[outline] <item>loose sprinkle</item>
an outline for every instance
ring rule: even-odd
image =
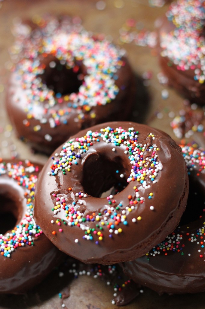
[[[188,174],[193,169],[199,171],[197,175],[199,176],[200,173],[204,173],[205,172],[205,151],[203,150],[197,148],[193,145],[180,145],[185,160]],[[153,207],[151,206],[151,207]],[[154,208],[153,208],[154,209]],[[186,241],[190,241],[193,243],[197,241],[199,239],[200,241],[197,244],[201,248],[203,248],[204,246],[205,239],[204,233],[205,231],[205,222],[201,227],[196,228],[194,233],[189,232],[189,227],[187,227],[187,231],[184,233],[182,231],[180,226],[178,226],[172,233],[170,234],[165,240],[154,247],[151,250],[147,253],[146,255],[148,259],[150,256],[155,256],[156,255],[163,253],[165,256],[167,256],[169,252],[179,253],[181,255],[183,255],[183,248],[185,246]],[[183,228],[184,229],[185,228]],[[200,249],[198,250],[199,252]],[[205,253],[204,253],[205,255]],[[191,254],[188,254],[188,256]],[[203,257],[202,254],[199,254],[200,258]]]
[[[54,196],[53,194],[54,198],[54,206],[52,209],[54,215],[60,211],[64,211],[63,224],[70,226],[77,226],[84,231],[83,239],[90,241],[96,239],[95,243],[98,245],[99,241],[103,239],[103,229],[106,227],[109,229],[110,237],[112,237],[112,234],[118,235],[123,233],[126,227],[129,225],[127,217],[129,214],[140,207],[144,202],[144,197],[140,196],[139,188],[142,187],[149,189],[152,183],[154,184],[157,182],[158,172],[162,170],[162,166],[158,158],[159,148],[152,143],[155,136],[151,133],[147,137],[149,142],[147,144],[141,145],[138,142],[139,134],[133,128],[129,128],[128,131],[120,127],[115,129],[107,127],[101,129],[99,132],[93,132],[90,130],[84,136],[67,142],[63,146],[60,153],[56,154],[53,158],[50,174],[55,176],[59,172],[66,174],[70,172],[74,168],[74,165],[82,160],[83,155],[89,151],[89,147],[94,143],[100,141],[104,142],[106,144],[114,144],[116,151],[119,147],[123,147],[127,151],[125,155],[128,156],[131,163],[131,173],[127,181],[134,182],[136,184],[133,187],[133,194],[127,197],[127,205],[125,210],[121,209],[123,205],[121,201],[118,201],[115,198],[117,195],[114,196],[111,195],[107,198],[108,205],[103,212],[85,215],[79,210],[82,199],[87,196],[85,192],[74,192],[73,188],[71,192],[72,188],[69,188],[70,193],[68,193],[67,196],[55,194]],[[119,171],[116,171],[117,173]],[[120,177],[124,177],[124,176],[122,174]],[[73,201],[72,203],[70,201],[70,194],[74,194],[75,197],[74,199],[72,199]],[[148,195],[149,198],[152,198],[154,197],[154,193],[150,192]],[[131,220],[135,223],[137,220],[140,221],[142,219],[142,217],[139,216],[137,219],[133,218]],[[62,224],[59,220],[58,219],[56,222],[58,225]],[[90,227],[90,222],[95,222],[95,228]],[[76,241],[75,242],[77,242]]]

——

Directions → Find each line in the entries above that contains the word "outline", and copy those lines out in full.

Complete output →
[outline] <item>loose sprinkle</item>
an outline for every instance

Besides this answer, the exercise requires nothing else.